:: What the task asks ::
Your answer should be the lines of the data below that contain "tree".

[Referring expression data]
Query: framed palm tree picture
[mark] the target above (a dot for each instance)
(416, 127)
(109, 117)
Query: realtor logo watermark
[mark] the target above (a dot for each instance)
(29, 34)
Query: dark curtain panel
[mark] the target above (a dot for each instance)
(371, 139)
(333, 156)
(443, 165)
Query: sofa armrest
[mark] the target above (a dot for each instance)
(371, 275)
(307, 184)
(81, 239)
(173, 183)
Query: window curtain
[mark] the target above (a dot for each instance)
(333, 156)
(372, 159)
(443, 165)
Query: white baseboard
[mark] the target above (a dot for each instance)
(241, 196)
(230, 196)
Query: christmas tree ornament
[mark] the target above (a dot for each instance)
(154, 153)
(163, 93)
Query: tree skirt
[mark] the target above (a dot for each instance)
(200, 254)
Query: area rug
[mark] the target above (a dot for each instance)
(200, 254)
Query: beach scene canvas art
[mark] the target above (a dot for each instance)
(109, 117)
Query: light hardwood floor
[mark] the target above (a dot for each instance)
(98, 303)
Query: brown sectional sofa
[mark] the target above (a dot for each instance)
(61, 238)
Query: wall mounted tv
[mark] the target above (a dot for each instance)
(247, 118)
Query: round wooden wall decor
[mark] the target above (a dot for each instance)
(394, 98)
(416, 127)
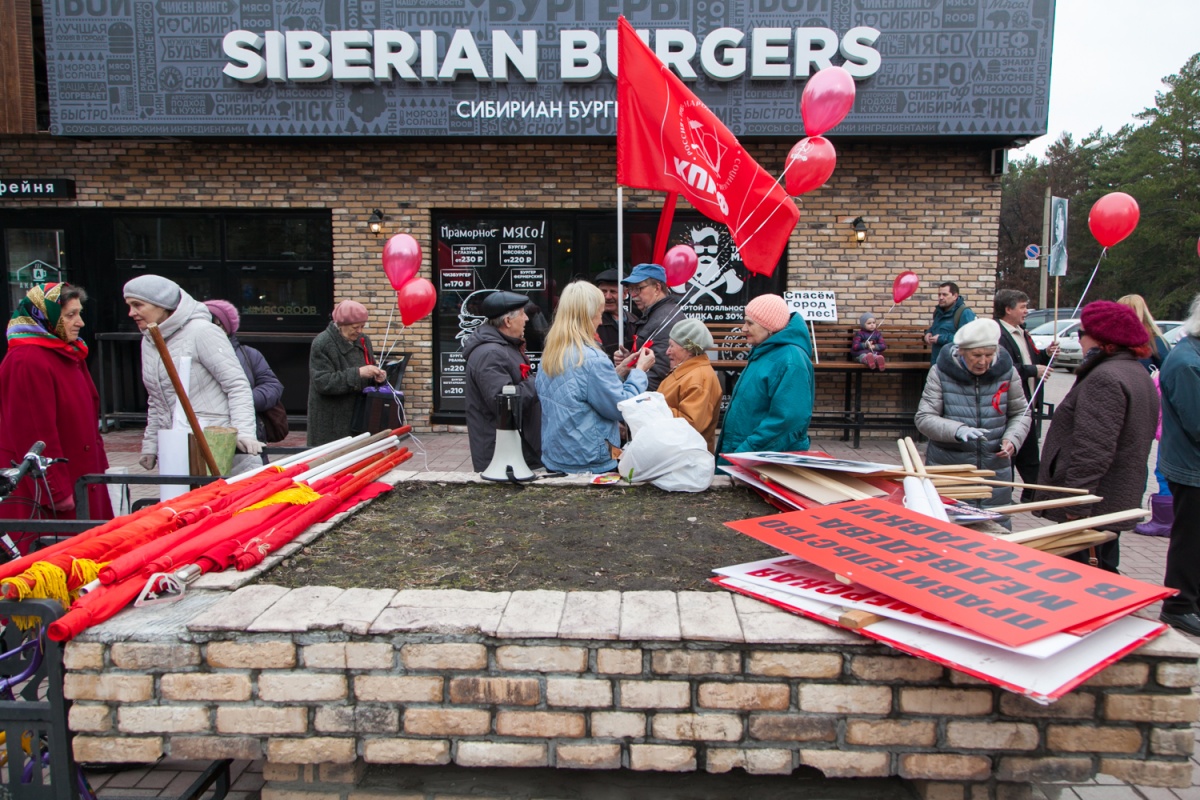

:: Response to this task ::
Query: framed palm tree picture
Query: christmas tree ornament
Query: tree skirt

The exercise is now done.